___ RECORD EXCERPTS ___
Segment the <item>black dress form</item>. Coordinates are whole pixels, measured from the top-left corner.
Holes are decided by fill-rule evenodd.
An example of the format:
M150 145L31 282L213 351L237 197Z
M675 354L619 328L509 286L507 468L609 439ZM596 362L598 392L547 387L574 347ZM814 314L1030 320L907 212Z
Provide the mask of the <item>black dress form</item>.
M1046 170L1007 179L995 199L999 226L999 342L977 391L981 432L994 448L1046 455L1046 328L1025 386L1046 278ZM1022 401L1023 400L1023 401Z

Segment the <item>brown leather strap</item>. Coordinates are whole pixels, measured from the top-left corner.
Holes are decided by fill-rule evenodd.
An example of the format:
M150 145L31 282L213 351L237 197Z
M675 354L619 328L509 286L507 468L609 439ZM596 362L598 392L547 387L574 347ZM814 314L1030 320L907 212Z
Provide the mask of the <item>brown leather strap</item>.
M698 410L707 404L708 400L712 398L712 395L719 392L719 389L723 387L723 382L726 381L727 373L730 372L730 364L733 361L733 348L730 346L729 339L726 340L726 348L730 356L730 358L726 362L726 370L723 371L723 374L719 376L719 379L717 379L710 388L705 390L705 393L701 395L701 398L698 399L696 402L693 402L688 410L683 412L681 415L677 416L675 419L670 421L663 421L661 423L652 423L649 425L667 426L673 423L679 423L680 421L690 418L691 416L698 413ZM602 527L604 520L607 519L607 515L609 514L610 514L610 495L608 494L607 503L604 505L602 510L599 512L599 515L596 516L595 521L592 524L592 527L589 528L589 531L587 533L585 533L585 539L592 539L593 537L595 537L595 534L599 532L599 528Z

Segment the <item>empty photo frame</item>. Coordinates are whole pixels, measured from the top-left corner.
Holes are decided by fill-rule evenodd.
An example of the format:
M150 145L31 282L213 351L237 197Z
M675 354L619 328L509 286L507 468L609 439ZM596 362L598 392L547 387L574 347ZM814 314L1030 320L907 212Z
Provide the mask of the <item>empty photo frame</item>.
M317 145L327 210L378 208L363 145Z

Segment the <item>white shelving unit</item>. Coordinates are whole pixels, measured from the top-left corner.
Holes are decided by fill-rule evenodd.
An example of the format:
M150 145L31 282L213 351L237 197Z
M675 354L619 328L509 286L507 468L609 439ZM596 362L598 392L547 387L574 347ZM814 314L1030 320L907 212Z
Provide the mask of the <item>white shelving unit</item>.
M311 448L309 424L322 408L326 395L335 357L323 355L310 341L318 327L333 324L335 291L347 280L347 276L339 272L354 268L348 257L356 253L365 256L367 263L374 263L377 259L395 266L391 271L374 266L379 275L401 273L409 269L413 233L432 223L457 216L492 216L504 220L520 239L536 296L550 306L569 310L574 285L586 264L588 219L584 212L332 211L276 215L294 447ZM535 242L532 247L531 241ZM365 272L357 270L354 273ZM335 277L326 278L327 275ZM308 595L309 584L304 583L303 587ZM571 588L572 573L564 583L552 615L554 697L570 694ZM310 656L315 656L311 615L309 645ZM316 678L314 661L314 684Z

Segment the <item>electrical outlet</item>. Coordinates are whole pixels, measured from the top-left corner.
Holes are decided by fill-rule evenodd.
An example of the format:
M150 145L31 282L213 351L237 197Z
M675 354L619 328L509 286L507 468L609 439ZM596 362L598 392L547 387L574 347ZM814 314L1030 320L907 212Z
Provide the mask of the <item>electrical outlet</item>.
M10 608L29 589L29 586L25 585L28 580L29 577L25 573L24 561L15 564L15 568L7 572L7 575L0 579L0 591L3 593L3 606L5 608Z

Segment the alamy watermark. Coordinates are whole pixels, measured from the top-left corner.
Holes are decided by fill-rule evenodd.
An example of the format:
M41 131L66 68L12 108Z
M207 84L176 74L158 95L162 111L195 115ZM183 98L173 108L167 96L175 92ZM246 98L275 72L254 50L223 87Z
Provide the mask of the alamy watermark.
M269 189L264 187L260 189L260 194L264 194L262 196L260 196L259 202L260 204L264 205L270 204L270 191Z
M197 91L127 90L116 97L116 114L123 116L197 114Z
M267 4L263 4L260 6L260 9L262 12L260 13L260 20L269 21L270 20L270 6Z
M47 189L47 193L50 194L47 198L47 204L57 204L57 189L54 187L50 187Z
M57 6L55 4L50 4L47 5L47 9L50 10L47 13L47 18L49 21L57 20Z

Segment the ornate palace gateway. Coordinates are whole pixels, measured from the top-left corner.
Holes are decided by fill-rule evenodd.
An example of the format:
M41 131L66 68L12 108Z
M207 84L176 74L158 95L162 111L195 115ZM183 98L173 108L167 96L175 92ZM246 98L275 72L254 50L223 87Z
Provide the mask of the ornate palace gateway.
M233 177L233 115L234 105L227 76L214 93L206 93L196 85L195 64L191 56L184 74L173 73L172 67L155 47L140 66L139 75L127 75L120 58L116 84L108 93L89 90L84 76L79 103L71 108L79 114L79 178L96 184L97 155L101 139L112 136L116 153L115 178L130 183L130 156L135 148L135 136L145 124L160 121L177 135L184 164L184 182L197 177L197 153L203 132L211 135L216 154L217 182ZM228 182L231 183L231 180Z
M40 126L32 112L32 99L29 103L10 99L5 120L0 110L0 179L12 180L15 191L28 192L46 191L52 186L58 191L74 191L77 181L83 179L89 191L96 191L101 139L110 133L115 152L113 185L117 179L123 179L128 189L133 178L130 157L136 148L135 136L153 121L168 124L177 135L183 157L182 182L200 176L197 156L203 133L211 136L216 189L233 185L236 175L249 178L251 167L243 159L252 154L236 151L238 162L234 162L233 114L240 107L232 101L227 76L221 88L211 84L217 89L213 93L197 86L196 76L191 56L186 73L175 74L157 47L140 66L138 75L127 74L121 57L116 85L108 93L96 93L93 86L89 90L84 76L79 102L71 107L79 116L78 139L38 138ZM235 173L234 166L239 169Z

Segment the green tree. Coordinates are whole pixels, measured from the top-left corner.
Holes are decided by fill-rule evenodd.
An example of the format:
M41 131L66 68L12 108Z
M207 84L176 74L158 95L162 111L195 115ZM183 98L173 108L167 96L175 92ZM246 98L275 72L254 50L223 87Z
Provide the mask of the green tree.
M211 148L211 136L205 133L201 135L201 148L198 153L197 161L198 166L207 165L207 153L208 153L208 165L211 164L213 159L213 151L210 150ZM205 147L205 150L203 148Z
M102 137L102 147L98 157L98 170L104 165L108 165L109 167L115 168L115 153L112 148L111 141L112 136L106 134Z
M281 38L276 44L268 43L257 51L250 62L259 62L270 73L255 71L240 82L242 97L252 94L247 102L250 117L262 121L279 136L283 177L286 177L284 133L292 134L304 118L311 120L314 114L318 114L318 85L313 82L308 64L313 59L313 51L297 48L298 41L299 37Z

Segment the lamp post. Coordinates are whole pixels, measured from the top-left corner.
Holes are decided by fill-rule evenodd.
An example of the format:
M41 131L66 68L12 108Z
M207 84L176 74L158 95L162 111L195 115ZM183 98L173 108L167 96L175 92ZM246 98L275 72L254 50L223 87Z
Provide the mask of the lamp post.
___
▶ _DESCRIPTION OF THE TASK_
Rewrite all lines of the entries above as one numbered list, omitting the blank lines.

▶ _THE OUTPUT_
1. Segment the <item>black dress form</item>. Coordinates are whole pixels, measured from the top-left corner.
2. Holes are decided by fill-rule evenodd.
3. An example of the format:
4. M150 145L31 282L213 351L237 197Z
5. M675 354L619 328L509 286L507 468L609 439ZM596 362L598 392L547 387L574 347ZM814 314L1030 320L907 212Z
6. Provide the mask of the <item>black dress form</item>.
7. M1046 170L1007 179L995 199L999 226L999 342L977 391L981 432L994 448L1046 455L1046 328L1025 386L1046 278ZM1022 401L1023 400L1023 401Z
8. Segment the <item>brown leather strap</item>. Coordinates are whole pixels, measured from the top-left corner.
9. Holes are decided by fill-rule evenodd.
10. An example of the format:
11. M150 145L31 282L213 351L237 197Z
12. M675 354L619 328L509 286L507 468L609 439ZM596 362L598 392L547 387L574 347ZM814 314L1030 320L907 212Z
13. Provide the mask of the <item>brown leather strap</item>.
14. M698 410L707 404L708 400L712 398L712 395L719 392L719 389L723 387L723 382L726 381L727 373L730 372L730 364L733 361L733 348L730 346L729 339L726 340L726 348L730 356L730 358L726 362L726 370L723 371L723 374L719 376L719 379L717 379L710 388L705 390L705 393L701 395L701 398L698 399L696 402L693 402L688 410L683 412L681 415L677 416L675 419L670 421L663 421L661 423L652 423L649 425L667 426L673 423L679 423L680 421L690 418L691 416L698 413ZM602 527L604 520L607 519L607 515L609 514L610 514L610 495L608 494L607 503L604 505L602 510L599 512L599 515L596 516L595 521L592 524L592 527L589 528L589 531L587 533L585 533L585 539L592 539L593 537L595 537L595 534L599 532L599 528Z
15. Segment the <item>empty photo frame</item>. Coordinates are whole pixels, measured from the top-left corner.
16. Holes are decided by fill-rule evenodd.
17. An example of the format:
18. M150 145L31 282L213 351L237 197Z
19. M675 354L619 328L509 286L507 468L609 439ZM596 362L598 392L547 387L574 347ZM814 314L1030 320L907 212Z
20. Provide the mask of the <item>empty photo frame</item>.
21. M317 145L327 210L378 208L363 145Z
22. Segment the <item>white shelving unit</item>. Coordinates are whole pixels, measured from the top-left corner.
23. Holes are decided by fill-rule evenodd.
24. An example of the format:
25. M150 145L31 282L213 351L237 197Z
26. M675 354L619 328L509 286L507 468L609 439ZM596 362L598 392L547 387L574 347ZM814 314L1030 320L907 212Z
27. Provide the mask of the <item>white shelving unit</item>.
28. M311 448L309 424L322 408L326 395L335 357L323 355L310 341L318 327L333 324L335 291L347 280L347 276L339 272L354 268L348 257L356 253L365 256L367 263L374 263L377 259L395 266L391 271L374 266L379 275L401 273L409 269L413 233L432 223L457 216L492 216L504 220L520 239L536 296L550 306L569 310L574 285L586 264L588 219L584 212L332 211L276 215L294 447ZM535 242L532 247L531 241ZM365 272L357 270L354 273ZM335 277L326 278L327 275ZM308 595L309 584L304 583L303 587ZM571 588L572 573L564 583L552 615L554 697L570 694ZM310 656L315 656L311 615L309 645ZM316 678L314 661L314 684Z
29. Segment the <item>electrical outlet</item>. Coordinates are whole pixels, measured from the top-left corner.
30. Holes are decided by fill-rule evenodd.
31. An example of the format:
32. M150 145L31 282L213 351L237 197Z
33. M675 354L619 328L509 286L507 468L609 439ZM596 362L598 392L547 387L574 347ZM814 314L1030 320L907 212Z
34. Provide the mask of the <item>electrical outlet</item>.
35. M10 608L29 589L29 586L25 585L28 580L29 577L25 573L24 561L15 564L15 568L7 572L7 575L0 579L0 591L3 593L3 606L5 608Z
36. Segment the alamy watermark. Coordinates are whole pixels, measured from the top-left corner.
37. Holes are decided by fill-rule evenodd.
38. An example of the format:
39. M41 131L66 68L12 108Z
40. M207 84L176 74L158 95L162 111L195 115ZM183 98L173 108L167 96L175 92ZM246 98L275 72L254 50L223 87Z
41. Provide the mask of the alamy watermark.
42. M269 189L264 187L260 189L260 194L264 194L262 196L260 196L259 202L260 204L264 205L270 204L270 191Z
43. M197 91L127 90L116 97L116 114L123 116L197 114Z
44. M267 4L263 4L260 6L260 9L262 12L260 13L260 20L269 21L270 20L270 6Z
45. M47 189L47 193L50 194L47 198L47 204L57 204L57 189L54 187L50 187Z
46. M57 6L55 4L50 4L47 5L47 9L50 10L47 13L47 18L49 21L57 20Z
47. Segment the ornate palace gateway. Coordinates are whole pixels, measured from the top-left corner.
48. Holes are decided by fill-rule evenodd.
49. An example of the format:
50. M41 131L66 68L12 108Z
51. M207 84L176 74L158 95L162 111L195 115ZM183 98L173 108L167 96L175 92ZM246 98L275 72L254 50L223 87Z
52. Provide the mask of the ornate palace gateway.
53. M233 177L233 115L234 105L227 76L214 93L206 93L196 85L195 64L191 56L184 74L173 73L172 67L155 47L140 66L139 75L127 75L120 58L116 84L108 93L89 90L84 76L79 103L71 108L79 114L79 178L96 184L97 155L101 139L112 136L116 153L115 178L130 183L130 156L135 148L135 136L145 124L160 121L177 135L184 164L184 182L197 177L197 153L203 132L211 135L216 154L217 182ZM228 182L231 183L231 180Z
54. M40 126L32 112L32 99L29 103L10 99L5 120L0 110L0 179L12 180L15 191L28 192L46 191L52 186L58 191L74 191L77 181L83 179L89 191L96 191L101 139L110 133L115 152L113 185L117 179L123 179L128 189L133 178L130 157L136 148L135 136L153 121L168 124L177 135L183 157L182 182L200 176L197 156L203 133L211 136L216 189L233 185L236 175L249 178L251 167L243 159L252 154L236 151L238 162L234 162L233 114L240 107L232 101L227 76L221 88L211 84L217 89L213 93L197 86L196 76L191 56L186 73L175 74L157 47L140 66L138 75L127 74L121 57L116 85L108 93L96 93L93 86L89 90L84 76L79 102L71 107L79 116L78 139L38 138ZM235 173L234 166L239 169Z
55. Segment the green tree. Coordinates are whole pixels, measured from the top-left corner.
56. Holes are decided by fill-rule evenodd.
57. An example of the format:
58. M41 131L66 68L12 108Z
59. M207 84L176 74L158 95L162 111L195 115ZM183 98L173 108L167 96L175 92ZM246 98L275 72L254 50L223 87Z
60. Provide the mask of the green tree.
61. M211 148L211 136L205 133L201 135L201 148L198 153L197 161L198 166L207 165L207 153L208 153L208 165L211 164L213 159L213 151L210 150ZM205 147L205 150L203 148Z
62. M102 137L102 147L98 157L98 170L104 165L108 165L109 167L115 168L115 153L112 148L111 141L112 136L106 134Z
63. M281 38L276 44L268 43L257 51L250 62L259 62L270 73L255 71L240 82L242 97L252 94L247 102L250 117L262 121L279 136L283 177L286 177L284 133L292 134L304 118L311 120L314 114L318 114L318 85L313 82L308 64L313 59L313 51L297 48L298 41L299 37Z
64. Segment the lamp post. Coordinates are whole pixels, measured from the top-left corner.
65. Holes are decided by fill-rule evenodd.
66. An example of the format:
67. M41 131L66 68L12 108Z
68. M207 84L176 74L158 95L162 111L195 115ZM183 98L173 108L167 96L175 92ZM246 98L275 72L254 50L223 87Z
69. Provide the mask of the lamp post.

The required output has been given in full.